═══ Document source

4. PCH et contentieux médicaux relevant de l’ordre administratif
Il a été admis que la PCH devait être déduite du montant de l’indemnisation de la tierce personne, aussi bien passée que future. Le Conseil d’Etat par arrêt du 23 septembre 2013 juge seulement que la PCH doit être déduite de l’indemnisation allouée à la victime du dommage dont un établissement public hospitalier est responsable, dès lors qu’aucune disposition ne permet au département qui verse la prestation d’en réclamer le remboursement au bénéficiaire revenu à meilleure fortune.
Conséquences du caractère déductible de la PCH
La déductibilité de la PCH a d’importantes conséquences qui entraine un ralentissement considérable dans la solution des litiges et une complexité accrue des procédures. En effet, dès lors qu’il est jugé que la PCH a un caractère déductible, sa prise en compte pour la détermination de l’indemnisation du dommage corporel de la victime, implique que le montant des sommes perçues par elle doit être communiqué aux parties. A ce titre, le Fonds de Garantie sollicite que soit mis en cause le Conseil Départemental, qui verse ladite prestation, et qu’un sursis à statuer soit ordonné dans l’attente de la production des montants versés ou de la décision de la MDPH, si celle-ci ne s’est pas encore prononcée.
Sur ce point, on observe que les décisions récentes sont divergentes et que toutes les juridictions n’accèdent pas à la demande du Fonds de Garantie. D’autres cependant retardent considérablement l’indemnisation du dommage corporel des victimes en prononçant un sursis à statuer ou en réservant les droits futurs de la victime. On observera également que les compagnies d’assurances et mutuelles sollicitent aussi la production des documents de la MDPH ainsi qu’un sursis à statuer sur les postes concernant la tierce personne, le logement adapté et le véhicule adapté qui peuvent être concernés par la PCH. Le Fonds de Garantie sollicite aussi que la victime demande la PCH, rendant ainsi obligatoire cette demande qui est facultative et qui retarde encore et encore l’indemnisation de la victime.

══════

[Questions]
1. Indiquez si chacune des affirmations suivantes est conforme au texte sur la PCH, en répondant par oui ou par non et en citant mot pour mot le passage qui permet de trancher. (a) Le Conseil d'État s'est prononcé sur la déduction de la PCH par un arrêt du 23 septembre 2013. (b) Toutes les juridictions font droit à la demande du Fonds de Garantie. (c) La demande de PCH est obligatoire pour la victime.
2. Rédigez la suite du texte sur la déductibilité de la PCH en reprenant après sa dernière phrase.
Les enregistrements n'ont aucun rôle dans ce travail.

═══ Extrait de données

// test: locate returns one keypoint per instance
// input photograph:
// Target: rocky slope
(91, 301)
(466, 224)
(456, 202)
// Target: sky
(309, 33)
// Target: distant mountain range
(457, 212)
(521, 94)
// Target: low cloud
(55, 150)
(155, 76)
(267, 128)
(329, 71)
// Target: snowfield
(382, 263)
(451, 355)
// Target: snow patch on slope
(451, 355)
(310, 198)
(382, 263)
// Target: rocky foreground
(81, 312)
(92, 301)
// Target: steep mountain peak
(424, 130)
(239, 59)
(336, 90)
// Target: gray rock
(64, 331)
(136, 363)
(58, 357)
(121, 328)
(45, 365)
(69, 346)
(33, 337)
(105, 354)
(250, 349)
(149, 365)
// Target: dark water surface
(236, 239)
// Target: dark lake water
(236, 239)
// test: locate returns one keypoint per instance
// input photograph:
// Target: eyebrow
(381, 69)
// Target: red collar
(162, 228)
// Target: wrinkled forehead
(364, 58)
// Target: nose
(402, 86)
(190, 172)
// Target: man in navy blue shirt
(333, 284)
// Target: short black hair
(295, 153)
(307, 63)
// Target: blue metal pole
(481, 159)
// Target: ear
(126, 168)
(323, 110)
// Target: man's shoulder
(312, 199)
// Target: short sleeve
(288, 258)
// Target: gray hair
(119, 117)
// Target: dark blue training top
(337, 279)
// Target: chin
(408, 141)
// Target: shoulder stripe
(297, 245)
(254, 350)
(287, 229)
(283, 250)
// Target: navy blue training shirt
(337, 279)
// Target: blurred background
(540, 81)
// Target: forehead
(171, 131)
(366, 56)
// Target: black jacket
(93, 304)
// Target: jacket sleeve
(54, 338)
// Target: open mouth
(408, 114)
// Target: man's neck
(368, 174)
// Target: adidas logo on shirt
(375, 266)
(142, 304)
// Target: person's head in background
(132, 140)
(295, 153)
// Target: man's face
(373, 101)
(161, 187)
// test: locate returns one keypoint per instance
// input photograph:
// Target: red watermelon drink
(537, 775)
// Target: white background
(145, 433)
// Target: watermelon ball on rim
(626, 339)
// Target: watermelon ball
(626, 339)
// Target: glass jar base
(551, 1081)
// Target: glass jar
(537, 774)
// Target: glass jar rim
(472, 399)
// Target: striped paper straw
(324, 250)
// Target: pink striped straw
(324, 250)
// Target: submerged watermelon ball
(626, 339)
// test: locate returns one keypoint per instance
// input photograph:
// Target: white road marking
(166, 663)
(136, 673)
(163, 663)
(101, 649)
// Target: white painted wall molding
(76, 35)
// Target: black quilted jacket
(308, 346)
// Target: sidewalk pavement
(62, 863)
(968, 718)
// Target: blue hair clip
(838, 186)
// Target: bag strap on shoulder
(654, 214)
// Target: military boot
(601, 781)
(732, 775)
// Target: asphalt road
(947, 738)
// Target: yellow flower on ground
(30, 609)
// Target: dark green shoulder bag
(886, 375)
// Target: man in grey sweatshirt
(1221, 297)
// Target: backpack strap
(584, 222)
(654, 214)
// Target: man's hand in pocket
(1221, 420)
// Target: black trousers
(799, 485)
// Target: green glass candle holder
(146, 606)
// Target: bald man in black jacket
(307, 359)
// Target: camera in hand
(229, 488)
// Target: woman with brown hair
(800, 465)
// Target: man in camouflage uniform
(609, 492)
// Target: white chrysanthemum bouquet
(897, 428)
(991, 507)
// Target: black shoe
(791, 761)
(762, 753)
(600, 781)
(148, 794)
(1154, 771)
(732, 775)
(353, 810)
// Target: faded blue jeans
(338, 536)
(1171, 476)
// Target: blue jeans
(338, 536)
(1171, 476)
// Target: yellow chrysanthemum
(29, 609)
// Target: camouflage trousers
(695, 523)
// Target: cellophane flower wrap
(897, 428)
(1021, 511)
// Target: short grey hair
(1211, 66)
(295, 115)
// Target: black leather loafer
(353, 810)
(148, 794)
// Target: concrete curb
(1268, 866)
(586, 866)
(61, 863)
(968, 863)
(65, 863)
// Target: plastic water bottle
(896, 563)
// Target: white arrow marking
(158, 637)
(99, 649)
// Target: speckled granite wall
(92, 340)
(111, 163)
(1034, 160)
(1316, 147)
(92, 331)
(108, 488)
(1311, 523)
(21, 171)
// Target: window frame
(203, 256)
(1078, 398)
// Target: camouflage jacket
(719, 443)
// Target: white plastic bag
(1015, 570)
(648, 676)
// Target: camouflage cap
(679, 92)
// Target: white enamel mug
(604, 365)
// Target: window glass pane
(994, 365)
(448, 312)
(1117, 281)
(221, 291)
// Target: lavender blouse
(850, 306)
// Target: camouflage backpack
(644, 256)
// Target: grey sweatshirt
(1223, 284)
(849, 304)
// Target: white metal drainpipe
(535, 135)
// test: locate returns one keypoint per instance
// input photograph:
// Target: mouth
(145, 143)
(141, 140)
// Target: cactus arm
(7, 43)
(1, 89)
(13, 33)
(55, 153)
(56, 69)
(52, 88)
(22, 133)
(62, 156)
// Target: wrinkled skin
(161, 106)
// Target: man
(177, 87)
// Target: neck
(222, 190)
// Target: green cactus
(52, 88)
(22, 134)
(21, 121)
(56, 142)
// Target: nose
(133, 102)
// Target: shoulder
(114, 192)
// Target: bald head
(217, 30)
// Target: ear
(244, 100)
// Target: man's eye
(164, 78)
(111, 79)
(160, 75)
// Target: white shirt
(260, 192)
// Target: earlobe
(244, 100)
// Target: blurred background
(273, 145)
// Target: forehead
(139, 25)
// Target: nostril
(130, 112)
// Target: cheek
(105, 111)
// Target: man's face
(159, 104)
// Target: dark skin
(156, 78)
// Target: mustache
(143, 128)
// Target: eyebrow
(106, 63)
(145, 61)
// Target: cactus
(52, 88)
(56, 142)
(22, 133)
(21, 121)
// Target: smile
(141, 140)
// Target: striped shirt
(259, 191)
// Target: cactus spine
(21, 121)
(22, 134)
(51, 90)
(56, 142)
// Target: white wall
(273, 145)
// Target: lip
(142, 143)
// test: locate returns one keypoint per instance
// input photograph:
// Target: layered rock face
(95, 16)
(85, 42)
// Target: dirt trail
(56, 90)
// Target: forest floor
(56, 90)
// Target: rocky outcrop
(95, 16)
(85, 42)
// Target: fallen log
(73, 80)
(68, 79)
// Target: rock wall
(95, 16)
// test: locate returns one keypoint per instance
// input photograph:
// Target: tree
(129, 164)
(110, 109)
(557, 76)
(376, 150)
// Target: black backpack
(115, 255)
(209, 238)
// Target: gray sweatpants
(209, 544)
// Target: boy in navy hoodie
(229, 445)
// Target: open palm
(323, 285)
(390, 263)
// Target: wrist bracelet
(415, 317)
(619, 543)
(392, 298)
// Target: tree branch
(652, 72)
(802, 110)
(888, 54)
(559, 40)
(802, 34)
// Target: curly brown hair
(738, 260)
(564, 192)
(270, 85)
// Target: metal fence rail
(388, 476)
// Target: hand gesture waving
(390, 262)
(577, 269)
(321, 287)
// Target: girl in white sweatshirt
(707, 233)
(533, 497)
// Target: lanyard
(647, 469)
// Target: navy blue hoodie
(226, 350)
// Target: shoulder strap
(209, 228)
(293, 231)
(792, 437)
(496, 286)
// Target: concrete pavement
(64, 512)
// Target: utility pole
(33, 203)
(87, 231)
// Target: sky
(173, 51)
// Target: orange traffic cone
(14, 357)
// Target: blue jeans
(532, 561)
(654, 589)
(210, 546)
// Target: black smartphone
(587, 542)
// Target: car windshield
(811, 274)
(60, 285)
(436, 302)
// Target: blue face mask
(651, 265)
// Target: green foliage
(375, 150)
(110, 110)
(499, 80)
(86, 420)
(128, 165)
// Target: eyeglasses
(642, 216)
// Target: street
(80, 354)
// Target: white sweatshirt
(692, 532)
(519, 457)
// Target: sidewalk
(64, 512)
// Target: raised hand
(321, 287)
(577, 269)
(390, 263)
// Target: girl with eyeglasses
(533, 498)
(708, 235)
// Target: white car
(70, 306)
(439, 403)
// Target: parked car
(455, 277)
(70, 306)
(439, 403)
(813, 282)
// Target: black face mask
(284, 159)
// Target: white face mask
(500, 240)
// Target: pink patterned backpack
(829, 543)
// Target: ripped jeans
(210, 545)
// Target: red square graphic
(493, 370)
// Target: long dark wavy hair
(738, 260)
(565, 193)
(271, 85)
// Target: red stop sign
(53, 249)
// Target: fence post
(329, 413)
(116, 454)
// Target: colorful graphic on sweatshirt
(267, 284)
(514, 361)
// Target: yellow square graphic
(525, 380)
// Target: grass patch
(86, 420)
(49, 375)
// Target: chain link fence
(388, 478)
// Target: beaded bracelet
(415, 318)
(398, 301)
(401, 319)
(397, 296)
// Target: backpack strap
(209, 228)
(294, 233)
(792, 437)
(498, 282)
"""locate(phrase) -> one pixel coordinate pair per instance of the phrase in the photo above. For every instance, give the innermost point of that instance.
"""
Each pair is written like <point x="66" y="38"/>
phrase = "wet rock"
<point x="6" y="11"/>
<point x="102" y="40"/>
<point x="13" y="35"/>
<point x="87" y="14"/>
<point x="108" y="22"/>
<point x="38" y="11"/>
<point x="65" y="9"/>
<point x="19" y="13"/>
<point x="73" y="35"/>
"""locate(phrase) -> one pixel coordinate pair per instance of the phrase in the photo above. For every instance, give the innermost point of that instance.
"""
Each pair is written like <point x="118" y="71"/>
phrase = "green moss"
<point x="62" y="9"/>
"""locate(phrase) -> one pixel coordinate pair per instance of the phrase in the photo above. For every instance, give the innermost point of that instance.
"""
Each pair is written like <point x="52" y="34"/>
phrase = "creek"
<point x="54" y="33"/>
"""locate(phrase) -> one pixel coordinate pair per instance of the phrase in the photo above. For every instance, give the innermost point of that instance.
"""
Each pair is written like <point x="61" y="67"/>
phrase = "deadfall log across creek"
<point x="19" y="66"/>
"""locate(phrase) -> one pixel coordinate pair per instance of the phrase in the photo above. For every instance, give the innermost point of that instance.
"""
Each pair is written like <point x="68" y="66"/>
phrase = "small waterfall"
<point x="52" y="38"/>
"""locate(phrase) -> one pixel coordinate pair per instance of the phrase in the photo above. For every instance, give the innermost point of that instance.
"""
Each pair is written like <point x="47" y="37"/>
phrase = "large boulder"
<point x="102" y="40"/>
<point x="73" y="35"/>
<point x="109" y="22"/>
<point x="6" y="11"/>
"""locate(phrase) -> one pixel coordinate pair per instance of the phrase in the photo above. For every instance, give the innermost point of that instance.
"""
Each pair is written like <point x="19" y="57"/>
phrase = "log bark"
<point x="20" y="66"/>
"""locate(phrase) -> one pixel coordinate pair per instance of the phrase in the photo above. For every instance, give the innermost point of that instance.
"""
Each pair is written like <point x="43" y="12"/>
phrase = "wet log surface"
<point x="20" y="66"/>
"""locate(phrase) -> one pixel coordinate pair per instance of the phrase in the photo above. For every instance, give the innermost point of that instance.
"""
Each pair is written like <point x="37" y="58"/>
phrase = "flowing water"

══════

[Corrigés]
1.
(a) Oui : « Le Conseil d’Etat par arrêt du 23 septembre 2013 juge seulement que la PCH doit être déduite de l’indemnisation allouée à la victime du dommage dont un établissement public hospitalier est responsable ».
(b) Non : « toutes les juridictions n’accèdent pas à la demande du Fonds de Garantie ».
(c) Non : « cette demande qui est facultative ».

2.
Il convient de rappeler que le Conseil Départemental ne bénéficie pas d’un recours subrogatoire, ainsi ce retard considérable dans le règlement des indemnisations des victimes ne lui profite en rien et nuit indiscutablement à ces dernières. A l’évidence, on ne peut déduire une prestation qui n’est pas pérenne ce qui obligera les victimes en cas de modification ou de suppression de la PCH de saisir à nouveau la justice. Ainsi certaines décisions ont jugé que les montants de la PCH devront être déduits de la rente tierce personne et que le solde de la rente sera recalculé à chaque renouvellement de la PCH en fonction du montant accordé. Que de même, l’incertitude demeure, certaines décisions déduisent les heures de tierce personne pour le passé et pour l’avenir au titre de la PCH du montant de la tierce personne, d’autres déduisent le coût de la PCH.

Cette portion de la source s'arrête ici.